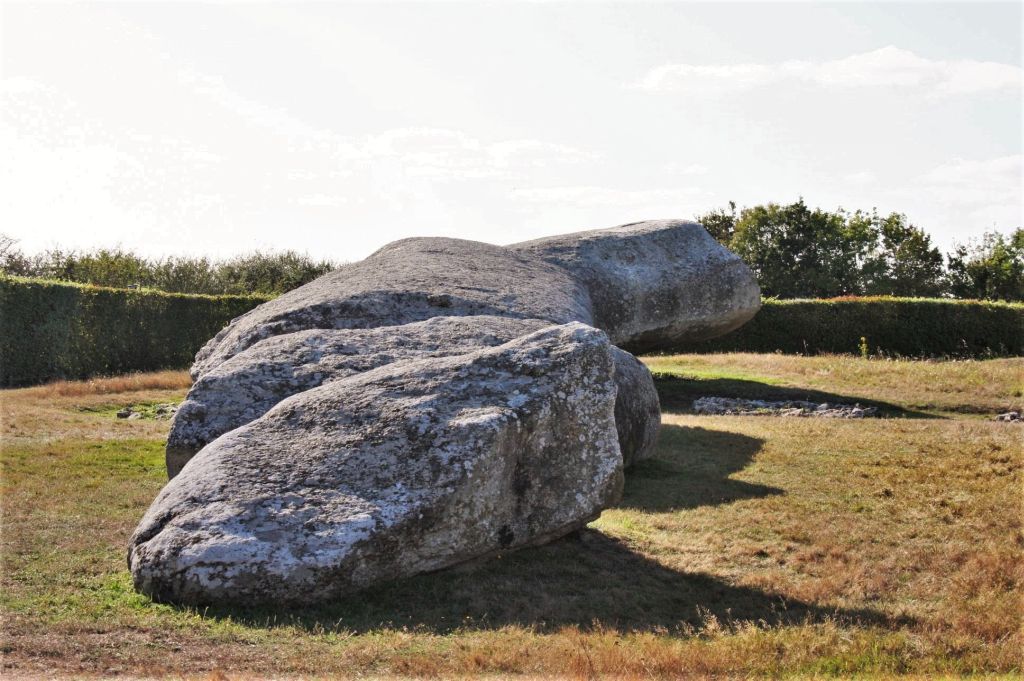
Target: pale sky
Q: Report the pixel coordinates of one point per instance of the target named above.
(335, 128)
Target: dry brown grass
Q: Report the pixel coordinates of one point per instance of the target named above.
(81, 409)
(970, 386)
(750, 546)
(167, 380)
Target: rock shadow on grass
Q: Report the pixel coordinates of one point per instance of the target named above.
(678, 392)
(589, 581)
(692, 469)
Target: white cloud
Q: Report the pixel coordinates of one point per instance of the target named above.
(862, 177)
(441, 154)
(887, 68)
(601, 196)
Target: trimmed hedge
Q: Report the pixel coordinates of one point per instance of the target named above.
(56, 330)
(892, 327)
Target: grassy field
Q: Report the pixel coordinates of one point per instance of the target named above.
(749, 546)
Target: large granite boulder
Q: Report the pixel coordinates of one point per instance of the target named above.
(412, 280)
(245, 386)
(435, 402)
(408, 468)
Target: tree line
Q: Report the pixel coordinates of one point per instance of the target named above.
(796, 252)
(799, 252)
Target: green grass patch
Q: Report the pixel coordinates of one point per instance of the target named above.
(748, 546)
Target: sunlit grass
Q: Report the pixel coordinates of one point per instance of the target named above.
(748, 546)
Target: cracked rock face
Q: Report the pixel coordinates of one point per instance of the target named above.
(407, 468)
(438, 401)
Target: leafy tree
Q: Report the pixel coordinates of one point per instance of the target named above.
(721, 224)
(903, 261)
(992, 268)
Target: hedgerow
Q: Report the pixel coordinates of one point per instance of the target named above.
(893, 327)
(55, 330)
(51, 330)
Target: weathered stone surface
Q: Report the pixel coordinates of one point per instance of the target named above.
(410, 467)
(419, 409)
(638, 411)
(655, 284)
(245, 386)
(410, 281)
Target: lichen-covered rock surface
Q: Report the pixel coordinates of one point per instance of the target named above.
(435, 402)
(655, 284)
(412, 467)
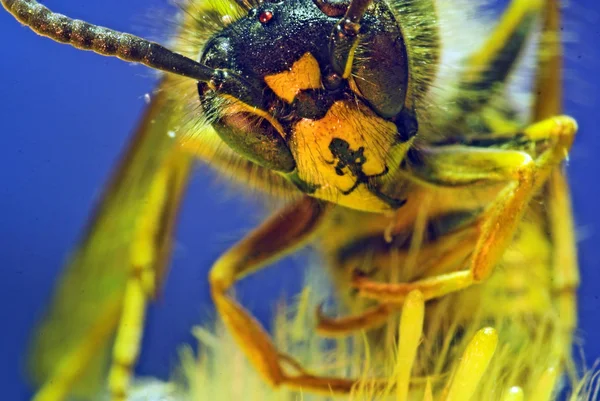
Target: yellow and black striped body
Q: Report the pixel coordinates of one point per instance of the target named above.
(413, 178)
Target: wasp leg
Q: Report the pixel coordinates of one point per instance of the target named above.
(344, 39)
(548, 102)
(436, 258)
(343, 326)
(280, 235)
(458, 165)
(150, 246)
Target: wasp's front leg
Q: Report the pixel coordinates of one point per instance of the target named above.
(279, 235)
(459, 166)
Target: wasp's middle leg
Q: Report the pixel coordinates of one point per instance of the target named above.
(460, 166)
(278, 236)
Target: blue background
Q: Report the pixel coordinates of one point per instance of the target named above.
(65, 116)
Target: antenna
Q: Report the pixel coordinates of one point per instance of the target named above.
(104, 41)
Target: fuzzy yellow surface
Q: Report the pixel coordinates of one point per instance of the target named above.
(221, 373)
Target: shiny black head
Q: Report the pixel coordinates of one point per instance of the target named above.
(292, 60)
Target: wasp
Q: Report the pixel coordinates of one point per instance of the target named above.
(416, 191)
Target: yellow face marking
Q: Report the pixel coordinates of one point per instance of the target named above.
(304, 74)
(237, 106)
(364, 145)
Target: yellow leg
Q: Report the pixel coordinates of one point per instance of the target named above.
(441, 260)
(462, 165)
(281, 234)
(129, 336)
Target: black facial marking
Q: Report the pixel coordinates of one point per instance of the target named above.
(354, 160)
(302, 185)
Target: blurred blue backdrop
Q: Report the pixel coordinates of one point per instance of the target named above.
(65, 116)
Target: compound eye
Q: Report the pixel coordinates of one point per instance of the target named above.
(256, 139)
(265, 16)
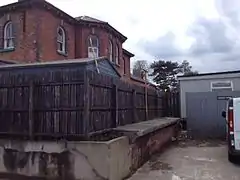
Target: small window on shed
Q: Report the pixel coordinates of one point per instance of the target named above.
(222, 86)
(8, 36)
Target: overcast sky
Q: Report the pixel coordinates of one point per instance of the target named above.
(205, 32)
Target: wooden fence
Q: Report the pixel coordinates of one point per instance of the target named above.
(74, 104)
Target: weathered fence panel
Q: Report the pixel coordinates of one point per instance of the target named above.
(64, 103)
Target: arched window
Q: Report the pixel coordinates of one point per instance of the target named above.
(8, 36)
(61, 40)
(124, 66)
(117, 55)
(93, 46)
(110, 50)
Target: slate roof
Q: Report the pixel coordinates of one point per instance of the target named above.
(89, 19)
(80, 61)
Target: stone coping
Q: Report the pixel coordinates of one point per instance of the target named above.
(146, 127)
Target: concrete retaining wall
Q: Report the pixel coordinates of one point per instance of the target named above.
(89, 160)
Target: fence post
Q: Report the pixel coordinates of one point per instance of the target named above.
(115, 106)
(164, 104)
(157, 106)
(30, 112)
(146, 103)
(134, 106)
(86, 104)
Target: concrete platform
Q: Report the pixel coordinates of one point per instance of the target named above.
(113, 159)
(146, 127)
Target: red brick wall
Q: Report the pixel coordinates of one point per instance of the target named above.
(25, 36)
(104, 37)
(36, 39)
(48, 37)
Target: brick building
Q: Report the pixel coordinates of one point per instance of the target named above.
(37, 31)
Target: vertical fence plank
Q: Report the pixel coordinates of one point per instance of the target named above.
(146, 102)
(86, 105)
(30, 112)
(114, 106)
(134, 106)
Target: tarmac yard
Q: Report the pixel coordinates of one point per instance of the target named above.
(190, 160)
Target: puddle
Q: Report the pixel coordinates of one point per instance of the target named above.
(158, 165)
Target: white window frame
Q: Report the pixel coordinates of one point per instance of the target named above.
(117, 55)
(229, 87)
(61, 41)
(93, 50)
(8, 36)
(110, 50)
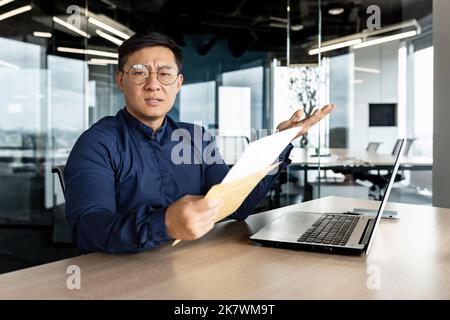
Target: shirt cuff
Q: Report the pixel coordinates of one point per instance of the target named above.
(284, 156)
(157, 227)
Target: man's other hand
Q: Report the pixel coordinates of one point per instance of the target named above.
(191, 217)
(297, 119)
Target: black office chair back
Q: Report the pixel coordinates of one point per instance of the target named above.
(373, 146)
(59, 170)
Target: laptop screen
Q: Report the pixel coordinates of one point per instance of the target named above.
(386, 195)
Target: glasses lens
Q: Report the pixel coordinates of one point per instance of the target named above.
(138, 73)
(167, 75)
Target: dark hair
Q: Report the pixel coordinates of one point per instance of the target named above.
(148, 39)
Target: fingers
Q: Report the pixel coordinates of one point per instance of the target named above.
(318, 115)
(298, 115)
(203, 204)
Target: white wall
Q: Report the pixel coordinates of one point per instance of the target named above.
(441, 133)
(375, 88)
(234, 111)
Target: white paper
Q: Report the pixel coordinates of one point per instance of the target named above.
(260, 154)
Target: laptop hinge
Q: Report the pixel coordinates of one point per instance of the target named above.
(367, 232)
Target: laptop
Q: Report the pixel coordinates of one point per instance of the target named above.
(343, 233)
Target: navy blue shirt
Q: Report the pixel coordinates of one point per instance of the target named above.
(121, 176)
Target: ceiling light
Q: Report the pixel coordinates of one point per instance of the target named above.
(108, 28)
(393, 37)
(334, 46)
(89, 52)
(15, 12)
(335, 11)
(8, 65)
(40, 34)
(71, 27)
(104, 61)
(3, 2)
(97, 63)
(368, 70)
(109, 37)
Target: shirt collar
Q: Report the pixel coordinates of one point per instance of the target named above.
(143, 128)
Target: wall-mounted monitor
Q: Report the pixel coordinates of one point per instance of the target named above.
(382, 114)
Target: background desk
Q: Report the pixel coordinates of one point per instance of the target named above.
(350, 160)
(412, 255)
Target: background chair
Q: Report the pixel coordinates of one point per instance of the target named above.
(379, 180)
(59, 171)
(373, 146)
(231, 147)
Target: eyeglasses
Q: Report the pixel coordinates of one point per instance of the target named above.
(139, 74)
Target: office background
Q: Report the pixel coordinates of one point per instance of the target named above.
(247, 66)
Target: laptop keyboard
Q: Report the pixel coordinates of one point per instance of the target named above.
(330, 229)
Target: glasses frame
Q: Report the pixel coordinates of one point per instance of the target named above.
(149, 73)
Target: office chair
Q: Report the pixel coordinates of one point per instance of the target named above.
(373, 146)
(59, 170)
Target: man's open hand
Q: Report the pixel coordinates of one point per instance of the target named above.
(306, 123)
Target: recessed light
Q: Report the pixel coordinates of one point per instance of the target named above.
(335, 11)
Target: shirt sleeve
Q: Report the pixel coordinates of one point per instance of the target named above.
(91, 208)
(216, 170)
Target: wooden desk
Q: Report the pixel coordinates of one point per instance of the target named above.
(412, 255)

## SET TASK
Every line from the one containing "Target: laptop keyboard" through the end of the entries above must be echoed exactly, with both ends kept.

## RESPONSE TO THE TASK
Target: laptop keyboard
Q: Report the pixel coordinates of one point per instance of the target named above.
(330, 229)
Target: glasses frame
Q: Report the pixel coordinates of one point per instance of the target named above.
(149, 73)
Target: office chair
Q: Report the pixel coordinates of one point per instance of the target named above.
(373, 146)
(59, 170)
Target: man's open hand
Q: Report the pixel coordinates of one point per instance of the target named above.
(306, 123)
Target: recessed light
Q: Report the pixel coordinates of one point per instance of the target named above.
(335, 11)
Target: shirt sleeve
Q: Report the pixel coordinates of one point per instance of the target named above.
(91, 208)
(216, 170)
Target: wooden desk
Q: Report the pixel coordinates of one point per instance of the target named above.
(412, 255)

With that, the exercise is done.